── Given text
In the wonderfully vibrant “Kew Gardens,” Virginia Woolf captures the feeling of being in a public garden by using imagery and vivid language to describe the world around the speaker. For example, she talks about the “petals” being “stirred by the “summer breeze”, and invokes an image of that by following those words with: “when they moved, the red, blue and yellow lights passed one over the other” (Woolf). She also mentions that the “the breeze stirred rather more briskly” and gets into “into the eyes of the men and women who walk in Kew Gardens in July” (Woolf). By merging imagery of the landscape with the people the speaker sees around them, Woolf gives the reader a feeling of everything they would see while out in the garden. While reading, it feels as though you are people-watching while feeling a breeze go through your hair and seeing the breeze drift onto the people around you. The breeze connects all the people in the garden - a metaphor for how we are all connected despite our different walks of life.


If I were to describe the plot, I would say that “Kew Gardens” is a story about the different kinds of people who go through Kew Gardens, and how many different walks of life converge in one place and in one moment of time to share the beauty of the gardens. I would say that Woolf is showing the beauty of everyday life and how life connects to nature.

kew.org

To further this idea, a moment that appears particularly ‘intense’ to me is when the speaker mentions the snail and the “green insect” (Woolf). This moment is intense to me because she notes that the snail “labours[s] over the crumbs of loose earth” and moves “very slightly” (Woolf). Soon after, she says that the insect walked away “rapidly and strangely” (Woolf). I found this interesting because I think Woolf is saying that while to the speaker, or the audience reading, the question may be “so what? Just some bugs,” but to the snail and the insect, this is their whole life.
────
__To-do list__
- A) In the records, rewrite the part that opens with the line containing "Annotation task — tag the wheelchair" and closes with the line containing "[(347, 91), (15, 41), (377, 65), (379, 89), (14, 115)]", changing "balcony" to "terrace" and keeping everything else the same; return only those lines.
- B) Continue the essay on Woolf's "Kew Gardens" from its last sentence.
── Extracted information
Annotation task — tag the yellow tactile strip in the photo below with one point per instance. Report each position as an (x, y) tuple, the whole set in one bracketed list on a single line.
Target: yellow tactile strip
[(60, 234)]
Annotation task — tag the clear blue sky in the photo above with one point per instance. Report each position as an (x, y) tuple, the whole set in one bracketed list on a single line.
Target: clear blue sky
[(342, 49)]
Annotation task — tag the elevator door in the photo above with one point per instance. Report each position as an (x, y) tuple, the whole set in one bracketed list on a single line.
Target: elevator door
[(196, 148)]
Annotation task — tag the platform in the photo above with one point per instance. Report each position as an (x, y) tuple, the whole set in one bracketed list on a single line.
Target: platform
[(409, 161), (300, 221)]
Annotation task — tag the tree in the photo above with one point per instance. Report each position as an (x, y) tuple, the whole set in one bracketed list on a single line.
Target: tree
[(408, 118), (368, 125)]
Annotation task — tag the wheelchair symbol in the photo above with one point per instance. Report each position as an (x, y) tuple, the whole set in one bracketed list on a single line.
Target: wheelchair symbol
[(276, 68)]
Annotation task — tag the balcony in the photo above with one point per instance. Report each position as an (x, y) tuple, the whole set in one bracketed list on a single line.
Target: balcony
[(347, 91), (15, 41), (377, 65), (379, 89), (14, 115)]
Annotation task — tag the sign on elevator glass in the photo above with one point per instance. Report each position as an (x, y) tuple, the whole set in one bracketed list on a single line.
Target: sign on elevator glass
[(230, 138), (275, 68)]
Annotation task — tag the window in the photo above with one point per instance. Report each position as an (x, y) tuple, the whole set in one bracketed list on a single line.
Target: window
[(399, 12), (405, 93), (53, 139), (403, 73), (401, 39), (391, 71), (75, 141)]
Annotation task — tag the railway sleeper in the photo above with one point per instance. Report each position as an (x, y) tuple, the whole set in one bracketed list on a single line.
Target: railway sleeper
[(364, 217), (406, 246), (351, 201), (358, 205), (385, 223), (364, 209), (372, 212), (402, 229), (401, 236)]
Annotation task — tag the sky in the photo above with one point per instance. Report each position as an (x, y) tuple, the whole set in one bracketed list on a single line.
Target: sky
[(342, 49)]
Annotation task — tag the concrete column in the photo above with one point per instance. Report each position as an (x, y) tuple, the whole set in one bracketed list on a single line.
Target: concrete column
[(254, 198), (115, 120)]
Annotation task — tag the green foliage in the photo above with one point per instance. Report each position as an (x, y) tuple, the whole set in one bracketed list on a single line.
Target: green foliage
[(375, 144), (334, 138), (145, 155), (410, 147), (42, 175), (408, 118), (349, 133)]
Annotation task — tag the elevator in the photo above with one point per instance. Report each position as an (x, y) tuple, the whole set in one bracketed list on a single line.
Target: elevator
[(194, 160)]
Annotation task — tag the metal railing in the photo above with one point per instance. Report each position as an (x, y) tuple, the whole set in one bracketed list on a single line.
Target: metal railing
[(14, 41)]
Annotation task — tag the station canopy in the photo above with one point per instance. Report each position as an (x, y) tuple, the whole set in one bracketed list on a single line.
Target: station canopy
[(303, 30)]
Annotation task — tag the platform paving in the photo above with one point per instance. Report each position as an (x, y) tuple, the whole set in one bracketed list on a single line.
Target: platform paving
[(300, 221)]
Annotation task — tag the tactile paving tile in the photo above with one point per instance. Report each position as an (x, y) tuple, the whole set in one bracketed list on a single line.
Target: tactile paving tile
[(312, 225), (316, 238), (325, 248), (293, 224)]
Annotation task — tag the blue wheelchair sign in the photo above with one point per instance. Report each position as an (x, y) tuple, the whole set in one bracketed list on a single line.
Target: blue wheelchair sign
────
__Per-task outputs__
- A)
Annotation task — tag the wheelchair symbol in the photo above with one point per instance. Report each position as an (x, y) tuple, the whole set in one bracketed list on a single line.
Target: wheelchair symbol
[(276, 68)]
Annotation task — tag the terrace in the photo above with one point per instance. Report each position as an (x, y) tuple, the whole set in one bracketed list on a single line.
Target: terrace
[(347, 91), (15, 41), (377, 65), (379, 89), (14, 115)]

- B)
In my opinion, this moment in the text is a metaphor for the story as a whole. Each person has their own story and things that happened behind closed doors that no one else knows about. But people on the outside only see part of their story, the public side of that person. Woolf illustrates this by showing the reader a window of the different people in the garden.


It seems as though the speaker is merely hearing passing conversations in the garden. Still, they are actually getting a small glimpse into the old man’s troubled life, the married couples, wistful marriage, and the “tableau” that really spoke to me, the young couple. Woolf alludes to the idea that we get a glimpse of a person’s life in this story when she shows the couple connecting when they touch hands (Woolf). Their connection has now changed their lives forever, no matter what comes out of their relationship. In a small way, the speaker is a part of that piece of history, as through the speaker, so is the reader. And that is the beauty of Woolf's window into the garden and the souls that stroll through it.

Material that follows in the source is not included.